## Begin DATA LISTING
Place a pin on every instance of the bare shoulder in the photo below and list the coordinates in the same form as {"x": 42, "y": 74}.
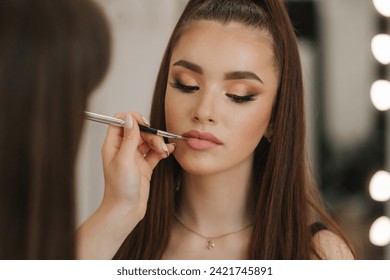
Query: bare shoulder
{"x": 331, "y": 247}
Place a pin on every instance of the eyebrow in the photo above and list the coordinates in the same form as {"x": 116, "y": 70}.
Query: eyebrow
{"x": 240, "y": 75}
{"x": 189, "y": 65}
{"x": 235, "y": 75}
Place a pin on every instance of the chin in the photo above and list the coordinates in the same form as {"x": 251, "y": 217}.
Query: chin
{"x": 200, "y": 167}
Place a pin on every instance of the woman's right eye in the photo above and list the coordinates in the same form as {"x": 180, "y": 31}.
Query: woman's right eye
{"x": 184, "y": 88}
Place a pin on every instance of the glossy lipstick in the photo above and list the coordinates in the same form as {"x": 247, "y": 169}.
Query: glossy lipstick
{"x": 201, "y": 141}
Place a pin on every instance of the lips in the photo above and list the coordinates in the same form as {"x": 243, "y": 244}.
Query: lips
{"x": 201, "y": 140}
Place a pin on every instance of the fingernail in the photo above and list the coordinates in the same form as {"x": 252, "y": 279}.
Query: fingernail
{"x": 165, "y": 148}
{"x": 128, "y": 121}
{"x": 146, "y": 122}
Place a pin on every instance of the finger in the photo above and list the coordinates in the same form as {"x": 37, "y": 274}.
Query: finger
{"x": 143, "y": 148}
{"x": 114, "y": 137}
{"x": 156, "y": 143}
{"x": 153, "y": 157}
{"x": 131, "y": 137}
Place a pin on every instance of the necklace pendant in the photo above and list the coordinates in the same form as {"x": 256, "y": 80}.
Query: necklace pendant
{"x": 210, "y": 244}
## End DATA LISTING
Reproduce all of the entries above verbatim, leaving out the pictures.

_EXERCISE RESPONSE:_
Place a pin on every instance of the bare shoulder in the photo below and list the coordinates in the same form as {"x": 42, "y": 74}.
Query: bare shoulder
{"x": 331, "y": 247}
Place a pin on every instance of the eyebrow in the photo above and list the coordinates in the same form as {"x": 116, "y": 70}.
Query: eyebrow
{"x": 240, "y": 75}
{"x": 189, "y": 65}
{"x": 235, "y": 75}
Place a pin on every instance of the chin in the photo above and list the coordinates in the same form as {"x": 251, "y": 217}.
Query: chin
{"x": 200, "y": 167}
Place a pin on every instance of the woman's right eye in the photo above and list the coordinates in the same form as {"x": 180, "y": 31}.
Query: woman's right eye
{"x": 184, "y": 88}
Place a pin on every instance of the glossy lipstick in the photo above and list the coordinates in the same form as {"x": 247, "y": 169}.
Query: glossy lipstick
{"x": 201, "y": 141}
Place a pin on every instance of the lips in the photo above and list the coordinates in the same form as {"x": 243, "y": 244}.
Query: lips
{"x": 201, "y": 140}
Place a pin on every instance of the fingernail in the photo above and list the coordinates in the same form as {"x": 252, "y": 279}.
Query: fingernail
{"x": 165, "y": 148}
{"x": 128, "y": 121}
{"x": 146, "y": 122}
Place a pin on every instance of the finger in the photo above and list the coordinates in the same form as {"x": 37, "y": 274}.
Query: finger
{"x": 143, "y": 148}
{"x": 114, "y": 137}
{"x": 156, "y": 143}
{"x": 153, "y": 157}
{"x": 131, "y": 137}
Place a pin on every instance of the necklace pendant in the photo above and list the coordinates in the same form as {"x": 256, "y": 80}.
Query: necklace pendant
{"x": 210, "y": 244}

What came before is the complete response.